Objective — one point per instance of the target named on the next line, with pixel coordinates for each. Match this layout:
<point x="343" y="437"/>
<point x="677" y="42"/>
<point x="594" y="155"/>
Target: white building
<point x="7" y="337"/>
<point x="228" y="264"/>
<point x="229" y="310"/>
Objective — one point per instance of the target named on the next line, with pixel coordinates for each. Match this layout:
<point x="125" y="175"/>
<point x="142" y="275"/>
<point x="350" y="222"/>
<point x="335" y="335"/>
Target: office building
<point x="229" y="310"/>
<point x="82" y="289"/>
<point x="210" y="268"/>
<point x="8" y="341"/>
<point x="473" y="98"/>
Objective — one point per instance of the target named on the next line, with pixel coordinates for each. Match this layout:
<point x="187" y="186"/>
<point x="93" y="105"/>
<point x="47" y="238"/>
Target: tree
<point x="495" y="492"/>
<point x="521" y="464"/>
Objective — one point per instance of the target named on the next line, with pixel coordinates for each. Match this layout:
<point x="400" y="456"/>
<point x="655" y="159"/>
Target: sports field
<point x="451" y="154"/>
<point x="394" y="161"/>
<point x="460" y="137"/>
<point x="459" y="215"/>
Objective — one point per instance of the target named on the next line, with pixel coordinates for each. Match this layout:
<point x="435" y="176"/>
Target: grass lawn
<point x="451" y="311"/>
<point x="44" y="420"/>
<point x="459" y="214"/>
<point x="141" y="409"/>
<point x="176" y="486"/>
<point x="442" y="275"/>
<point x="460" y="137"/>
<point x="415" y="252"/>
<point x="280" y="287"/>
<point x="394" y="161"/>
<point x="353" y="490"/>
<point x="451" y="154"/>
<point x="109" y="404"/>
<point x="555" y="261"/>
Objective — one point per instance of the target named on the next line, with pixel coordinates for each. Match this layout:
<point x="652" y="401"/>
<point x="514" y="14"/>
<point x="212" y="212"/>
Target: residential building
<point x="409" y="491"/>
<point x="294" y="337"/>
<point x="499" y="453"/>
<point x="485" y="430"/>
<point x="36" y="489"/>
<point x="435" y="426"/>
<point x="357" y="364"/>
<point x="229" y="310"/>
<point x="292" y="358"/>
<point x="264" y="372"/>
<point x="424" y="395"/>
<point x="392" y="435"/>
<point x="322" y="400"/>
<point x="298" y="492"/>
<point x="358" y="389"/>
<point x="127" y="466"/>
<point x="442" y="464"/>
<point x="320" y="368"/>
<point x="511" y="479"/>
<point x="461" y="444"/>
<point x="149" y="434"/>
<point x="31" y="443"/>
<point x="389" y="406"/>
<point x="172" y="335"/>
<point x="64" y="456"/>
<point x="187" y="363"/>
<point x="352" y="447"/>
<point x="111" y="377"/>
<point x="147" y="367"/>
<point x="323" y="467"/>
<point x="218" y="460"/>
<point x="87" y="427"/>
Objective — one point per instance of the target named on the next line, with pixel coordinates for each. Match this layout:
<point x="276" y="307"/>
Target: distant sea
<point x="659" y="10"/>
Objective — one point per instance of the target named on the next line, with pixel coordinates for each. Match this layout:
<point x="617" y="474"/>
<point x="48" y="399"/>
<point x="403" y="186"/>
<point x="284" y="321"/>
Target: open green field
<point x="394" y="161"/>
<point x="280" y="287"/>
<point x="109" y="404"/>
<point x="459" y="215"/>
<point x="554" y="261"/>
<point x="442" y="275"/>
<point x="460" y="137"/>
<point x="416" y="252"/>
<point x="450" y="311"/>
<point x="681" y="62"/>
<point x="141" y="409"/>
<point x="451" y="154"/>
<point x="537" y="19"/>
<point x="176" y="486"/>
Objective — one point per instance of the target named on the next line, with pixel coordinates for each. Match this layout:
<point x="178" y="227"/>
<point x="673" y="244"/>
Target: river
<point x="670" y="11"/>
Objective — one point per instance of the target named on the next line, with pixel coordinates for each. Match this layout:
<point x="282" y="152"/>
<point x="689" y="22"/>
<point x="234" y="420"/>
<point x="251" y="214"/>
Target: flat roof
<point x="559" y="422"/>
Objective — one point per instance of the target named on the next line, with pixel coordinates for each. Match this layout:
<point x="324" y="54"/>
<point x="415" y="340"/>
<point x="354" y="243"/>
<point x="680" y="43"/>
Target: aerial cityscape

■ ■ ■ ■ ■

▸ Work instructions
Select every line in the records above that contains the string "field".

▸ The result
Target: sports field
Target: open green field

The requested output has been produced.